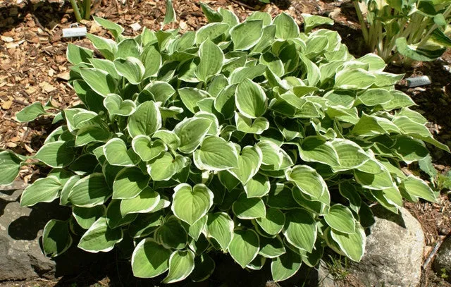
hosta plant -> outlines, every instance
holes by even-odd
[[[203,10],[210,23],[183,35],[126,38],[99,21],[121,39],[89,35],[101,58],[69,44],[81,104],[57,111],[60,126],[35,155],[0,153],[2,184],[22,164],[52,168],[22,206],[72,209],[45,226],[46,255],[73,243],[92,252],[132,246],[135,276],[171,283],[206,279],[210,255],[224,252],[242,268],[271,264],[283,281],[326,248],[360,260],[369,204],[396,213],[403,198],[435,200],[400,163],[426,157],[425,142],[448,147],[382,59],[355,59],[337,32],[312,32],[330,21],[321,17],[305,15],[300,32],[285,13],[240,22]],[[49,111],[35,103],[17,118]]]
[[[451,47],[449,1],[361,0],[354,4],[366,45],[387,62],[398,55],[407,62],[433,61]]]

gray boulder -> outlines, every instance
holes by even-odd
[[[443,241],[438,249],[433,268],[438,275],[446,272],[448,276],[446,280],[451,282],[451,237]]]
[[[42,254],[39,242],[47,219],[39,210],[41,216],[35,216],[36,211],[19,206],[23,187],[15,182],[0,190],[0,281],[54,274],[55,263]]]
[[[111,262],[112,255],[89,253],[75,244],[54,260],[45,257],[40,246],[44,226],[50,219],[67,219],[70,209],[58,200],[20,207],[25,187],[20,181],[0,186],[0,282],[74,275]]]
[[[362,261],[350,271],[365,286],[416,287],[421,275],[424,233],[404,208],[400,214],[373,208],[376,223],[366,237]]]

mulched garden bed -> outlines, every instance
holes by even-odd
[[[242,1],[205,2],[214,8],[232,10],[242,19],[256,10],[273,16],[285,11],[293,16],[299,25],[302,13],[329,16],[335,21],[331,28],[340,34],[350,51],[356,56],[366,52],[358,21],[349,1],[278,0],[264,4],[258,1]],[[129,36],[139,32],[130,27],[137,23],[142,27],[159,29],[165,13],[165,1],[159,0],[141,2],[128,0],[125,5],[116,0],[98,0],[94,5],[95,15],[123,25],[125,28],[124,34]],[[195,30],[206,23],[197,1],[175,0],[173,5],[182,32]],[[61,108],[77,104],[77,97],[67,83],[70,64],[66,58],[66,49],[69,42],[85,47],[90,47],[90,43],[87,39],[62,38],[62,29],[69,28],[73,23],[75,19],[68,2],[0,0],[0,149],[32,154],[54,128],[51,119],[45,117],[27,124],[15,121],[14,115],[24,106],[37,101],[45,102],[49,99],[54,105]],[[89,32],[99,36],[106,35],[106,31],[97,24],[92,22],[85,24]],[[430,121],[428,127],[435,138],[451,146],[451,52],[448,51],[434,62],[414,63],[407,68],[392,66],[388,70],[392,73],[405,73],[406,77],[422,75],[431,77],[431,85],[407,88],[401,82],[397,88],[409,94],[418,104],[416,109]],[[441,173],[447,172],[451,169],[451,154],[433,147],[431,150],[435,169]],[[415,174],[424,176],[417,166],[409,166],[409,169]],[[32,181],[44,171],[32,166],[24,166],[20,176],[27,182]],[[423,226],[427,244],[424,256],[427,258],[435,245],[451,233],[450,199],[444,194],[438,203],[406,203],[405,207]],[[0,283],[0,286],[86,286],[87,283],[130,286],[131,281],[133,286],[145,286],[139,280],[133,280],[130,270],[127,274],[129,264],[123,263],[105,267],[108,271],[101,276],[87,272],[80,278],[63,279],[59,282],[42,280],[9,282]],[[112,282],[118,283],[113,284]],[[261,286],[264,286],[266,281],[260,280],[260,282],[263,284]],[[218,281],[209,281],[209,286],[221,285]],[[350,283],[350,285],[358,286]],[[451,286],[451,284],[437,276],[431,270],[429,264],[424,268],[421,286]]]

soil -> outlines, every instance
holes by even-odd
[[[51,100],[54,106],[61,108],[78,104],[77,97],[67,83],[70,64],[66,60],[66,49],[70,42],[87,47],[91,46],[85,38],[68,39],[62,37],[62,29],[75,23],[68,1],[27,1],[0,0],[0,149],[11,149],[21,154],[30,155],[36,152],[54,128],[51,118],[43,116],[24,124],[16,121],[14,115],[24,106],[37,101],[44,103]],[[330,16],[335,22],[330,28],[340,34],[352,54],[359,56],[368,51],[363,44],[358,20],[349,0],[276,0],[269,4],[257,0],[205,2],[215,8],[223,7],[232,10],[241,19],[257,10],[273,16],[284,11],[293,16],[299,25],[302,25],[301,13],[303,13]],[[178,27],[181,28],[182,32],[195,30],[206,23],[198,1],[174,0],[173,6],[178,16]],[[165,1],[97,0],[94,1],[92,11],[97,16],[121,25],[125,28],[124,34],[132,36],[140,32],[131,28],[134,23],[149,29],[160,28],[165,13]],[[86,21],[83,24],[89,32],[99,36],[107,35],[104,30],[93,22]],[[388,68],[393,73],[405,73],[405,78],[423,75],[431,78],[432,84],[429,85],[407,88],[402,81],[397,88],[412,97],[418,104],[415,109],[429,121],[428,127],[435,138],[449,146],[451,146],[450,66],[451,51],[448,50],[433,62],[414,63],[409,67],[390,66]],[[428,147],[435,169],[443,173],[447,172],[451,169],[451,154],[433,147]],[[424,177],[417,166],[412,166],[409,169],[411,172]],[[41,172],[33,166],[24,166],[20,176],[26,182],[32,181]],[[405,207],[423,226],[427,244],[424,254],[426,259],[431,257],[435,245],[451,233],[450,199],[443,194],[438,203],[406,203]],[[226,262],[226,259],[223,261]],[[130,276],[130,264],[126,260],[116,261],[110,265],[105,267],[104,272],[100,272],[100,274],[88,270],[75,278],[4,282],[0,283],[0,286],[149,286],[148,281],[140,281]],[[209,281],[205,286],[220,286],[225,281],[230,283],[230,286],[240,286],[243,283],[230,281],[227,279],[228,274],[249,278],[242,271],[235,271],[228,273],[223,269],[219,274],[212,277],[213,281]],[[254,276],[261,279],[258,286],[278,286],[273,282],[265,283],[264,273]],[[221,278],[223,281],[220,281]],[[354,279],[350,279],[347,286],[359,286],[358,283],[352,282]],[[431,270],[431,263],[424,266],[421,280],[421,286],[451,286]]]

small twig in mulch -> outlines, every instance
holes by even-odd
[[[13,99],[13,102],[14,102],[15,103],[21,104],[23,106],[30,106],[30,104],[28,103],[25,103],[25,102],[20,101],[20,99]]]
[[[249,9],[249,10],[252,10],[254,11],[259,10],[259,9],[257,9],[255,7],[252,7],[252,6],[249,6],[247,4],[245,4],[242,3],[242,2],[239,1],[238,0],[230,0],[230,1],[232,2],[233,2],[233,3],[236,3],[238,5],[241,5],[242,6],[245,7],[245,8]]]

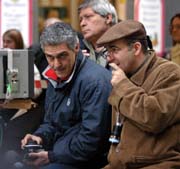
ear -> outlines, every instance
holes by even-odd
[[[107,25],[112,24],[112,15],[111,14],[108,14],[106,16],[106,24]]]
[[[134,50],[134,55],[139,55],[142,49],[142,45],[140,42],[135,42],[133,44],[133,50]]]

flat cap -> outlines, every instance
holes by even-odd
[[[109,28],[97,41],[101,46],[109,42],[131,36],[133,39],[146,39],[146,30],[142,23],[124,20]]]

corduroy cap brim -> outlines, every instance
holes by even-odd
[[[134,35],[134,36],[133,36]],[[134,20],[121,21],[109,28],[97,41],[102,46],[112,41],[132,36],[133,39],[145,39],[146,30],[142,23]]]

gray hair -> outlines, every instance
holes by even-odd
[[[117,12],[115,7],[108,0],[84,0],[78,7],[78,12],[85,8],[92,8],[92,10],[105,17],[108,14],[112,15],[112,25],[118,22]]]
[[[40,44],[41,48],[44,49],[46,45],[59,45],[66,43],[68,48],[74,50],[76,45],[79,43],[76,31],[64,22],[56,22],[48,27],[45,27],[41,36]]]

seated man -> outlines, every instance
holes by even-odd
[[[30,165],[46,169],[88,169],[104,165],[109,149],[111,73],[83,56],[77,33],[65,23],[44,29],[40,37],[49,66],[45,118],[22,140],[42,144],[30,153]]]
[[[109,103],[118,129],[105,169],[180,168],[180,67],[148,49],[138,21],[112,26],[97,43],[113,68]]]

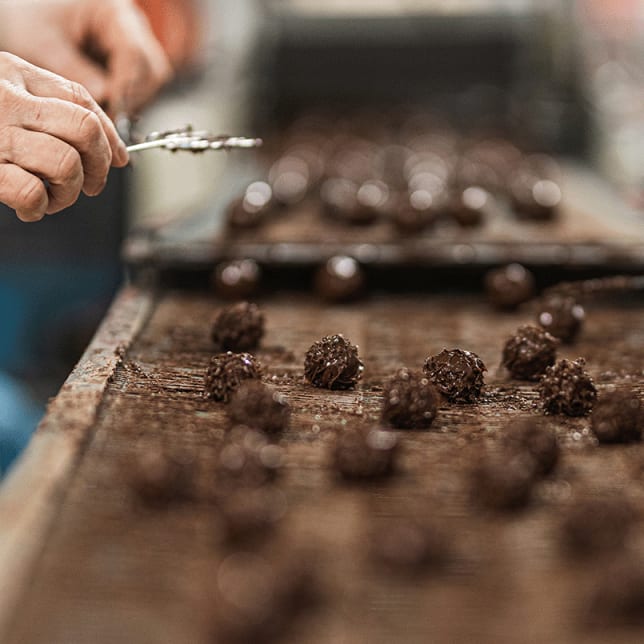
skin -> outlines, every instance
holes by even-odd
[[[112,117],[135,114],[172,74],[133,0],[0,0],[0,47],[84,85]]]
[[[78,83],[0,52],[0,202],[38,221],[97,195],[128,154],[113,123]],[[46,181],[46,183],[43,181]]]

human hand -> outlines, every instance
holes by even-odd
[[[84,85],[114,117],[134,114],[170,78],[133,0],[0,0],[3,49]]]
[[[0,202],[22,221],[97,195],[128,162],[114,125],[88,91],[0,52]]]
· · ·
### TASK PROMPT:
Reproduce the part of the records that begins with the line containing "gray hair -> outlines, every instance" and runs through the end of the records, copying every line verbatim but leaving out the pictures.

### FULL ANSWER:
gray hair -> outlines, every instance
holes by even-odd
[[[117,12],[115,7],[108,0],[84,0],[78,7],[78,12],[85,8],[92,8],[92,10],[105,17],[108,14],[112,15],[112,25],[118,22]]]
[[[40,44],[41,48],[44,49],[46,45],[59,45],[66,43],[68,48],[74,50],[76,45],[79,43],[76,31],[64,22],[56,22],[48,27],[45,27],[41,36]]]

seated man -> outlines, every instance
holes by even-odd
[[[30,165],[46,169],[88,169],[104,165],[109,149],[111,73],[83,56],[77,33],[65,23],[44,29],[40,37],[49,66],[45,118],[22,140],[42,144],[30,153]]]
[[[109,103],[118,129],[105,169],[180,168],[180,67],[148,49],[138,21],[112,26],[97,43],[113,68]]]

skin -> outlines, every instance
holes by even-odd
[[[112,117],[135,114],[172,74],[133,0],[0,0],[0,47],[84,85]]]
[[[78,83],[0,52],[0,202],[38,221],[97,195],[128,154],[113,123]],[[46,181],[46,183],[43,181]]]

human hand -> outlines, every instance
holes by even-odd
[[[84,85],[114,117],[134,114],[170,78],[133,0],[0,0],[3,49]]]
[[[0,202],[22,221],[97,195],[128,162],[114,125],[88,91],[0,52]]]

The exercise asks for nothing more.